ABOUT THIS TASK: Write out all records as given; omit images.

DATA TO EXAMINE:
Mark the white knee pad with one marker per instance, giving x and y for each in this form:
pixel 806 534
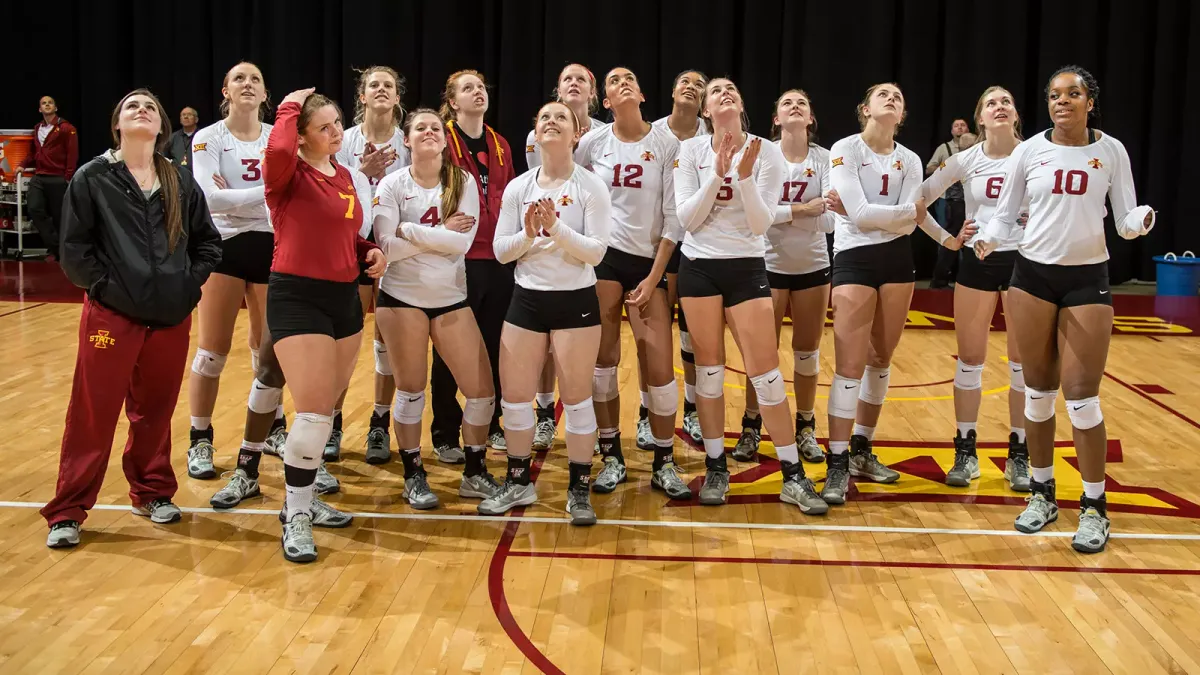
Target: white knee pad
pixel 604 383
pixel 478 412
pixel 306 440
pixel 208 364
pixel 967 376
pixel 408 406
pixel 581 417
pixel 264 399
pixel 664 399
pixel 1039 405
pixel 517 417
pixel 769 388
pixel 709 381
pixel 382 365
pixel 875 386
pixel 844 398
pixel 1085 413
pixel 1017 376
pixel 808 363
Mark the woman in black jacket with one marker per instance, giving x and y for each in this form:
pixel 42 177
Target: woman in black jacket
pixel 137 236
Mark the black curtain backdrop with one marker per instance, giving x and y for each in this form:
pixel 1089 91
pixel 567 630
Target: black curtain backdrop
pixel 943 54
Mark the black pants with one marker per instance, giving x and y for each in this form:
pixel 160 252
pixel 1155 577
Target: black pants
pixel 489 293
pixel 947 267
pixel 46 195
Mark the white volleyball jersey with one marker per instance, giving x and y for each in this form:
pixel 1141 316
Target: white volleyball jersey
pixel 797 245
pixel 877 192
pixel 241 207
pixel 425 260
pixel 354 143
pixel 533 151
pixel 1065 186
pixel 563 257
pixel 724 216
pixel 641 183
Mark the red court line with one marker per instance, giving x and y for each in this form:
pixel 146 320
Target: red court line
pixel 885 565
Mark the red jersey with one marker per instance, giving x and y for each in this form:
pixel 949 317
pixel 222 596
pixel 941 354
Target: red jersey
pixel 316 216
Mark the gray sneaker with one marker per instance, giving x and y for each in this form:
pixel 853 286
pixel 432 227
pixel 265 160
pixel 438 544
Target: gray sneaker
pixel 240 487
pixel 63 535
pixel 297 539
pixel 160 511
pixel 418 493
pixel 479 487
pixel 510 496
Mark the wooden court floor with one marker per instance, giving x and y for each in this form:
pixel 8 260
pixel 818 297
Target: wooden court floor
pixel 909 578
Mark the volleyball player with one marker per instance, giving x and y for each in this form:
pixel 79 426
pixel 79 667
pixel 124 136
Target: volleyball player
pixel 876 189
pixel 137 236
pixel 555 223
pixel 636 161
pixel 687 96
pixel 227 160
pixel 1060 294
pixel 373 147
pixel 797 268
pixel 726 187
pixel 981 169
pixel 312 306
pixel 425 221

RESULT OF THIS EXERCISE:
Mark the white knee pad with one marker per instance, giving x and y for each in this form:
pixel 806 534
Target: white knee pad
pixel 604 383
pixel 478 412
pixel 306 440
pixel 208 364
pixel 967 376
pixel 408 406
pixel 581 417
pixel 264 399
pixel 664 399
pixel 1039 405
pixel 517 417
pixel 769 388
pixel 709 381
pixel 382 365
pixel 875 386
pixel 844 398
pixel 1085 413
pixel 1017 376
pixel 808 363
Mark the woman in black jacket with one marker per instance, giving x and y for each in this form:
pixel 42 177
Target: woman in black jacket
pixel 137 236
Mark the black curtain backdrop with one marker per instance, giving x and y for each in this form:
pixel 1089 91
pixel 567 630
Target: black curtain backdrop
pixel 943 54
Mark the black pants with one marker per instance, giving x and y for each in this form:
pixel 160 252
pixel 1155 577
Target: black pants
pixel 489 293
pixel 947 267
pixel 46 195
Mark the white volleyball jersey with one marker per instance, giving x and y for each in this form:
pixel 1141 316
Target: white volleyball jersey
pixel 797 245
pixel 877 192
pixel 241 207
pixel 425 260
pixel 354 143
pixel 533 151
pixel 1065 186
pixel 563 257
pixel 724 216
pixel 641 183
Mark the red court line with one marker per instance, giving x and y for each in this form:
pixel 146 320
Target: red court line
pixel 885 565
Mark the red jersey with one marker per instance, giving x and y for each in this form:
pixel 949 317
pixel 222 596
pixel 941 354
Target: red jersey
pixel 316 216
Mark the gray sneaker with one marker per instance, giving x and y for each in this form:
pixel 853 286
pixel 432 227
pixel 265 160
pixel 438 544
Target: gray sneaker
pixel 240 487
pixel 63 535
pixel 297 539
pixel 160 511
pixel 418 493
pixel 479 487
pixel 510 496
Mark the wooden court floor with one marker per instance, giving x and y for each in this form:
pixel 8 260
pixel 818 297
Target: wooden court floor
pixel 909 578
Mark the volleyball player with one marker per instance, giving x and y for each in this form:
pixel 79 426
pixel 79 667
pixel 124 136
Target: volleyball player
pixel 876 189
pixel 137 236
pixel 555 223
pixel 636 161
pixel 687 96
pixel 227 160
pixel 1060 294
pixel 373 147
pixel 797 268
pixel 726 187
pixel 981 169
pixel 312 306
pixel 425 221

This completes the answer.